Saved data entries
■ ■ ■
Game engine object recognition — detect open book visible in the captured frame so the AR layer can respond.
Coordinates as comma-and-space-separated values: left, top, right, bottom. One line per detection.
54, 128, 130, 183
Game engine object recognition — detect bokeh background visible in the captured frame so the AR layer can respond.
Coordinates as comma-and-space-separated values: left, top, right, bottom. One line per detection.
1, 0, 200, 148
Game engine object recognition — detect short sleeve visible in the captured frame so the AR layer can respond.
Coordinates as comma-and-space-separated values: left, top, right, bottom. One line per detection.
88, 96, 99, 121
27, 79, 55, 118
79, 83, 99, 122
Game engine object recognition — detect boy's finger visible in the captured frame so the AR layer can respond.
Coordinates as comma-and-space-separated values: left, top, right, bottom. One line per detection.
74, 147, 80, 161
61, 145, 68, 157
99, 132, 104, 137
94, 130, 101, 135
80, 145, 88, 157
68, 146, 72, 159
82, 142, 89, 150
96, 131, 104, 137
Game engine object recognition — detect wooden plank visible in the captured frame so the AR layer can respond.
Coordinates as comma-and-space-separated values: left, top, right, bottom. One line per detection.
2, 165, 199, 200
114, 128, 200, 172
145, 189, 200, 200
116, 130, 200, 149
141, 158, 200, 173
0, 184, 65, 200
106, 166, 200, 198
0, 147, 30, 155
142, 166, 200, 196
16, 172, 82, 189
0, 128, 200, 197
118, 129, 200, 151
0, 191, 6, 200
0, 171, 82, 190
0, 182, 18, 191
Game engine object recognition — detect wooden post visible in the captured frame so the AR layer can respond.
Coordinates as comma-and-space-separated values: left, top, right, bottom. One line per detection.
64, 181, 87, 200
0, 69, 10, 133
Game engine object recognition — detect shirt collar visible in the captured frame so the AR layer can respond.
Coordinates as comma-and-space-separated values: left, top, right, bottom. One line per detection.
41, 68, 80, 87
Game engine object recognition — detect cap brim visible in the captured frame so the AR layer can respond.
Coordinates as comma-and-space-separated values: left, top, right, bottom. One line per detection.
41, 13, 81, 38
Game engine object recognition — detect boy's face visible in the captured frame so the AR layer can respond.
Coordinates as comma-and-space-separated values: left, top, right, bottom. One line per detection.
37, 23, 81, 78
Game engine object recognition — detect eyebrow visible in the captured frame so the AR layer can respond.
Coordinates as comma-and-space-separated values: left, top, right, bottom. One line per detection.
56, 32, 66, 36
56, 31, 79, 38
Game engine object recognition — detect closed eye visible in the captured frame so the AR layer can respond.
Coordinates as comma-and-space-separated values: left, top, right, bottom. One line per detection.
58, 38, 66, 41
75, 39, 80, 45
■ ■ ■
▶ [WHAT YOU WILL DO]: Print, exactly as written, the first line of the records above and each line after it until the line with "Game engine object recognition — detect wooden plank", which is printed too.

▶ [RESULT]:
Game engine object recognition — detect open book visible in the captured frame so the AR layer can respond.
Coordinates as comma-and-space-separated values: left, top, right, bottom. One line per detection.
54, 128, 130, 183
Game engine object recognition — detect bokeh background visible in the captured frame so the AR layer can respond.
Coordinates as comma-and-space-separated values: left, top, right, bottom. One line per detection.
1, 0, 200, 148
Game engine object recognition — detect short sleeve visible in the captured frame so the AR layer can respond.
Coordinates as comma-and-space-separated values: left, top, right, bottom. One line per detection.
88, 96, 99, 121
27, 79, 55, 118
79, 83, 99, 122
Game engine object recognition — detect boy's finger visible in the captured frame so the AR layer can respond.
Coordinates as comma-and-space-separated values: left, top, right, bottom. One line per detection.
74, 147, 80, 161
61, 145, 68, 157
99, 132, 104, 137
94, 130, 101, 135
80, 145, 88, 157
68, 146, 72, 159
82, 142, 89, 150
96, 131, 104, 137
Game engine object recognition — detect wooden plank visible in the captured frame so the AR layer can respond.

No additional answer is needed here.